(Stored items)
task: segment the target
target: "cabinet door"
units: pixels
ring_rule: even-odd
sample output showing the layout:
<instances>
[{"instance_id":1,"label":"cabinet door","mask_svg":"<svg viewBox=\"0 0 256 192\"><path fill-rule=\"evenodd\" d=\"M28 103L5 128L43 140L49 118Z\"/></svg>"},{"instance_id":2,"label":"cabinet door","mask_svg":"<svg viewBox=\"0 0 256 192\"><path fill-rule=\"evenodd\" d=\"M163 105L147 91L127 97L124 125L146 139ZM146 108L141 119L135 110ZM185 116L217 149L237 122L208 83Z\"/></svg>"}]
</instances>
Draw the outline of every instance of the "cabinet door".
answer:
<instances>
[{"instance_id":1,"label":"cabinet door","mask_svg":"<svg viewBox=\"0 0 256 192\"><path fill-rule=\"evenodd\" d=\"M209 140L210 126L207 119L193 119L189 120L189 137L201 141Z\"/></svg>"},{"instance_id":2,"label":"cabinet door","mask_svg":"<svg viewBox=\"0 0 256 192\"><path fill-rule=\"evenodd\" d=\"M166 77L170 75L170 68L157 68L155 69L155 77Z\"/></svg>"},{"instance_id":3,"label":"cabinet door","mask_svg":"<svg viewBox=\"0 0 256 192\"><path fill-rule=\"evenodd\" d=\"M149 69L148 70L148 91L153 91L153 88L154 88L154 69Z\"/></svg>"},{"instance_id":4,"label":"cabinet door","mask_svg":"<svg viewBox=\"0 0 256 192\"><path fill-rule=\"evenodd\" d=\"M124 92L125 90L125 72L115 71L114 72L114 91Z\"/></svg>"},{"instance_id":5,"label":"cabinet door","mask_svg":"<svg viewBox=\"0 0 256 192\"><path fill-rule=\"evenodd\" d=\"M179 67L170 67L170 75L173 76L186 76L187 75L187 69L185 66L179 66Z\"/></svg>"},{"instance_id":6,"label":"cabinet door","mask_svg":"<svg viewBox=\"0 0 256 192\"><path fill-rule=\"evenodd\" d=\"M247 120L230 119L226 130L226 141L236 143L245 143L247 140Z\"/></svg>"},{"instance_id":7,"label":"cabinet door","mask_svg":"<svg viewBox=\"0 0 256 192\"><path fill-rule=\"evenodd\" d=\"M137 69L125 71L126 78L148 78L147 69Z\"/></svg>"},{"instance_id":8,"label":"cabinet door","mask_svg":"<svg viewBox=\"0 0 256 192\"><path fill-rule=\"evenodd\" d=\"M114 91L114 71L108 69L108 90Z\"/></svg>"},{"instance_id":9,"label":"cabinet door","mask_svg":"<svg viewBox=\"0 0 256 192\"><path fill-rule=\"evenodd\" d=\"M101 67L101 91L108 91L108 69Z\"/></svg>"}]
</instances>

■ **Written instruction**:
Please count the lines of the records above that contain the string "target", treating uppercase and lowercase as different. Give only the number.

■ **Exercise response**:
2